__Problem__
Locate the line that contains "Spot the carved face nose". Print it and every subsequent line through the final line of the records, exactly and only those.

__Material for this task__
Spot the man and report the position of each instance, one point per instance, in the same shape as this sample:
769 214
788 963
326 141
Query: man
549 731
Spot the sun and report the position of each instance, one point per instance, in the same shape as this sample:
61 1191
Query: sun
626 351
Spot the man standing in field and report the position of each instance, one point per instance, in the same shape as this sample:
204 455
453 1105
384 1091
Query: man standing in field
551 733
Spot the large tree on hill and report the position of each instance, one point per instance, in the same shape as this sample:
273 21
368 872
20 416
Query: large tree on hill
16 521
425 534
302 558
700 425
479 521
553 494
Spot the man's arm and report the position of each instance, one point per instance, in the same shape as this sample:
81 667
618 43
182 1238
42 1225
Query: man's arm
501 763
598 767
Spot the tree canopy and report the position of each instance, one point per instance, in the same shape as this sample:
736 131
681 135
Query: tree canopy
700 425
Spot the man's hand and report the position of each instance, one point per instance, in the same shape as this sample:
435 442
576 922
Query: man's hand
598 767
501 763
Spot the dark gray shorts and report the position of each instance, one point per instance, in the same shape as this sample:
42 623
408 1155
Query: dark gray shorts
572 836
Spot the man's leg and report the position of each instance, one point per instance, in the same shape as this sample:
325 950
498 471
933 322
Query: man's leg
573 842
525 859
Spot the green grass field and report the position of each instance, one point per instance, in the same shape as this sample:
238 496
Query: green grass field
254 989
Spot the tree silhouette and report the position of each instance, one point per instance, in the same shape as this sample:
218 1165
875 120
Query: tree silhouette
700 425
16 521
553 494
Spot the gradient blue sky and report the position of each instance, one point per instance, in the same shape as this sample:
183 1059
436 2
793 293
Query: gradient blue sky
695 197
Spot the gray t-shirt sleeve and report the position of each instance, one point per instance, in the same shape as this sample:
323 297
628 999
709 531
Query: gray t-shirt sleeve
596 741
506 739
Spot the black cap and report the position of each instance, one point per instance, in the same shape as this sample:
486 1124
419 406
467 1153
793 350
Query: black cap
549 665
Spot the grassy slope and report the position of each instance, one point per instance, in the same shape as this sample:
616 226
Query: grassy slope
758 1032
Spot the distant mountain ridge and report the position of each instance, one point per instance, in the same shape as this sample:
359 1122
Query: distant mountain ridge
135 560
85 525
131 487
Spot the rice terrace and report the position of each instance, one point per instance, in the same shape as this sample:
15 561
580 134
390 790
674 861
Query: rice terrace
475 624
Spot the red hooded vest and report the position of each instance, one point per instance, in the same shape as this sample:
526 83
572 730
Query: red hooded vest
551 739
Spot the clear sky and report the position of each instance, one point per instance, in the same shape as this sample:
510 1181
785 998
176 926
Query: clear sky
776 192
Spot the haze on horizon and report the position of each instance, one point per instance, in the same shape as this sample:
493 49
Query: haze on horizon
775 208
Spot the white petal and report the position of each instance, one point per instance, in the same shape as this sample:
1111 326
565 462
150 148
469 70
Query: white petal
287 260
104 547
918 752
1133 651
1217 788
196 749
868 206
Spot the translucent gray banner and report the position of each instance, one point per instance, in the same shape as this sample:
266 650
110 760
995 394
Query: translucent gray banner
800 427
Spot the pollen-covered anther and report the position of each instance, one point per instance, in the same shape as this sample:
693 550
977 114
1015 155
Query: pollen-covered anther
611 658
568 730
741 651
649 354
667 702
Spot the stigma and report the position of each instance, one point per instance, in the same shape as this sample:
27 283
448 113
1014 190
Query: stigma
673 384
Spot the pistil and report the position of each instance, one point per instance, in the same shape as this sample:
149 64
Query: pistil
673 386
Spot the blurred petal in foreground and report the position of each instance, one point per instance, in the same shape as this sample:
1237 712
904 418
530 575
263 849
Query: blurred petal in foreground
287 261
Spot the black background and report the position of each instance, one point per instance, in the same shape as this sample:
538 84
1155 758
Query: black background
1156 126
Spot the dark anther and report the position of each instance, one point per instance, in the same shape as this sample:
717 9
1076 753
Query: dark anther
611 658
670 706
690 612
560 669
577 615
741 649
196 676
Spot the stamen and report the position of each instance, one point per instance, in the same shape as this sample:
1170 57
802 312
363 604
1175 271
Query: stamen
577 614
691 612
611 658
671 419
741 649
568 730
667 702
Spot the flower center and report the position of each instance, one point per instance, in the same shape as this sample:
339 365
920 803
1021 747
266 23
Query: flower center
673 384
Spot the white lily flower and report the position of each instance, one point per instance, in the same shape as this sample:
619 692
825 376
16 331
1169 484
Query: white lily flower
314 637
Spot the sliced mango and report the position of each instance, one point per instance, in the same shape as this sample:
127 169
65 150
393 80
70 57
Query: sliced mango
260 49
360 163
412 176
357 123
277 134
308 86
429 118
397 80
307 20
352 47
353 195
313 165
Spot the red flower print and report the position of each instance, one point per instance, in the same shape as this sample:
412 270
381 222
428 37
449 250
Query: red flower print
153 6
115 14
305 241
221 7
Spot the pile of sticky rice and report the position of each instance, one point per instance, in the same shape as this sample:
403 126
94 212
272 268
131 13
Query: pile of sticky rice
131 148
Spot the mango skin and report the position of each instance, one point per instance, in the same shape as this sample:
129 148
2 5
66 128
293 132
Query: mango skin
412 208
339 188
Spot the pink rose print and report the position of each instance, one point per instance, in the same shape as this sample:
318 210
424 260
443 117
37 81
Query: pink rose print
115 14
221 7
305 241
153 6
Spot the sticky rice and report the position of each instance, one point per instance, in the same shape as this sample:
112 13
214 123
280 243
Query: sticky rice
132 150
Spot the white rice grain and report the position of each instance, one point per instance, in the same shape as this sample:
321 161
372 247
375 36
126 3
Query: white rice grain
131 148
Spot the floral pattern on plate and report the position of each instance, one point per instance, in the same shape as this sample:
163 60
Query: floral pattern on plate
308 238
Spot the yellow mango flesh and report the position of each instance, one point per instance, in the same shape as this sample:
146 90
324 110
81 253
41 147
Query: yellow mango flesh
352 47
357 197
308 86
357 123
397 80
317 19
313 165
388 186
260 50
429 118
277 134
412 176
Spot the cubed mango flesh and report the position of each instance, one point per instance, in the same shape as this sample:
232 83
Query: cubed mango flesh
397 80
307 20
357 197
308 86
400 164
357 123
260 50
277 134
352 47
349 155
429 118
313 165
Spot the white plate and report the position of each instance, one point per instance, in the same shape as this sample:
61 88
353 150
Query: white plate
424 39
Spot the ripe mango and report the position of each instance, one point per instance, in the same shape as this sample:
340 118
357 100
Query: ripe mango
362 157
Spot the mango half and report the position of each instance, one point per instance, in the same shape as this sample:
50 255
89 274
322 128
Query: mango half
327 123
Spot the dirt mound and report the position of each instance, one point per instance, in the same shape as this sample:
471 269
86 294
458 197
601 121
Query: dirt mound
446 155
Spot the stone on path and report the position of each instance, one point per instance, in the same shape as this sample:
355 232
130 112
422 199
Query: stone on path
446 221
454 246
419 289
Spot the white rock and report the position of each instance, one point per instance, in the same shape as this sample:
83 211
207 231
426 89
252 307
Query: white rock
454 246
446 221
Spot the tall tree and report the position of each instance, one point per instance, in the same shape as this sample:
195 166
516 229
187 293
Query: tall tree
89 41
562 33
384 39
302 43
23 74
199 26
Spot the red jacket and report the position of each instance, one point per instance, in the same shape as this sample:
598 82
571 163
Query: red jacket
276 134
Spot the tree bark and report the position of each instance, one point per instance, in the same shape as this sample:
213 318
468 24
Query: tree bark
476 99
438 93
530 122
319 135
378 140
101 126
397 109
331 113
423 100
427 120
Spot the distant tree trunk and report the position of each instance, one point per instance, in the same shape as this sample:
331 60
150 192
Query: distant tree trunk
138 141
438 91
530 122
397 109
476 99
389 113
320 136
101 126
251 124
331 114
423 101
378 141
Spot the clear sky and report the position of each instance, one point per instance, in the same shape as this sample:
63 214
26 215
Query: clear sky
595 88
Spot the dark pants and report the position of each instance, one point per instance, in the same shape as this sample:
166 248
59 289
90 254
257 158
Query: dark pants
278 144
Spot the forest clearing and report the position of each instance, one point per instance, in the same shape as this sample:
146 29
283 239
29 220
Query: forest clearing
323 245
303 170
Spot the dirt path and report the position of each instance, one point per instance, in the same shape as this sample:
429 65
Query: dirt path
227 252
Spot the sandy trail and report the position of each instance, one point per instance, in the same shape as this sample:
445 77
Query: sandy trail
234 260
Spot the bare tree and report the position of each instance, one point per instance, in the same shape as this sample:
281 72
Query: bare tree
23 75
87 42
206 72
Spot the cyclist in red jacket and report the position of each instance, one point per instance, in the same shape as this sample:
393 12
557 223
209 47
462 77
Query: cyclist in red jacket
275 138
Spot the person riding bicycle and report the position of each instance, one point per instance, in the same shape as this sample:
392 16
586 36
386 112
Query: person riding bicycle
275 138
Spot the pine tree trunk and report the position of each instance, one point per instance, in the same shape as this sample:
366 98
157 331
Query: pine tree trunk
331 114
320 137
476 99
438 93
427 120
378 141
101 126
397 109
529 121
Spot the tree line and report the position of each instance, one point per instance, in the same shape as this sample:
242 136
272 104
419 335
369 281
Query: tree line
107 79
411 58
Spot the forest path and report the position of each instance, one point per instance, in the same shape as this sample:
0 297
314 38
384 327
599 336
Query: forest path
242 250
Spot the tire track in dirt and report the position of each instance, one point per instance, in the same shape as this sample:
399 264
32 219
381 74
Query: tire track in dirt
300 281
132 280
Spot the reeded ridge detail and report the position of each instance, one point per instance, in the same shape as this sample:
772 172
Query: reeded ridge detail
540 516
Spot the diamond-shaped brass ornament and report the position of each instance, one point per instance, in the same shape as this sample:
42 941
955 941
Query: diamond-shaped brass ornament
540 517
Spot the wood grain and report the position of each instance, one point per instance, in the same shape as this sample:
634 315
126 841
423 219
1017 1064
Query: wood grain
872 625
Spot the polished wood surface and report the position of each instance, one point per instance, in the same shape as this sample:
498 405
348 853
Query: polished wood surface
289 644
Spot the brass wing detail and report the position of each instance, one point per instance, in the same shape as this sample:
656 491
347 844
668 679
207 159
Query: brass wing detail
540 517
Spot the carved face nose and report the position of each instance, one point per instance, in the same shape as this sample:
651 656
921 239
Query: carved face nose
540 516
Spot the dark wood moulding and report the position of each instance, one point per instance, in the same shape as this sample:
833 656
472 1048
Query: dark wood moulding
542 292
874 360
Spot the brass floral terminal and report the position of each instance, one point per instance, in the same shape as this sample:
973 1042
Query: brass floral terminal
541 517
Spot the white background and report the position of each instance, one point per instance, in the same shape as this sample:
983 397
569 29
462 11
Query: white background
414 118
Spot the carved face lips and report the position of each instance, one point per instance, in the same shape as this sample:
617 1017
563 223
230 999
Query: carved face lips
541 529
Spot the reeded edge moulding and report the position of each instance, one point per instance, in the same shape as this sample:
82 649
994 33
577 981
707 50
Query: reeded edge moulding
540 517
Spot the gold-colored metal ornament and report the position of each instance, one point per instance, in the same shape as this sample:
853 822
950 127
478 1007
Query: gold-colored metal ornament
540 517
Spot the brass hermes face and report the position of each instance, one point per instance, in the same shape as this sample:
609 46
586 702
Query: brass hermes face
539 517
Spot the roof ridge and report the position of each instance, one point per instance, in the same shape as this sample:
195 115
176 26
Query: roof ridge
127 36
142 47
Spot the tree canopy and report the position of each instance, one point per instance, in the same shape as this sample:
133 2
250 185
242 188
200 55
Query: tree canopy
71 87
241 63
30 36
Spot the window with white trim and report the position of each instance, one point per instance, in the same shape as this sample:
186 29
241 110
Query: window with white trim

__Correct response__
Spot the carved face nose and report the position of each instance, one point per instance, in the same shape as this sample:
651 656
921 239
Query: carved face nose
540 516
Spot the dark wood moulding and report the position of each instance, one point per instance, in the same shape as this sample:
833 656
472 1048
Query: dark wood moulding
542 292
874 360
Spot the brass floral terminal and report the position of each instance, one point per instance, in the same shape as this sample:
973 1042
Query: brass floral terminal
541 517
Spot the white background and report the position of each instance, one point per instance, in the same shape as this sample:
983 397
569 29
462 11
Query: white background
414 118
Spot the carved face lips and report the position of each instance, one point per instance, in the same shape as this sample:
617 1017
563 223
230 999
Query: carved face lips
541 529
Spot the reeded edge moulding and report the position of each instance, one point per instance, in the same shape as this sample:
82 649
994 33
577 981
707 50
Query: reeded edge moulding
540 517
Spot the gold-colored metal ornament and report the position of each instance, one point per instance, in the same shape as this sample:
853 822
950 127
478 1007
Query: gold-colored metal ornament
540 517
Spot the brass hermes face and report the position of each instance, one point per instance, in the same shape as this sample:
609 46
586 702
Query: brass hermes face
539 517
Spot the roof ridge and report the position of each instance, one point per instance, in the same shape as this sample:
195 115
176 26
Query: roof ridge
127 36
142 47
Spot the tree canopy and report the position of each instance, one point per instance, in the same shape as this sample:
133 2
250 185
242 188
200 55
Query: tree canopy
71 87
241 63
30 36
Spot the window with white trim and report the position of each instance, one point per instance, in the same shape as this sample:
186 29
241 110
Query: window with white trim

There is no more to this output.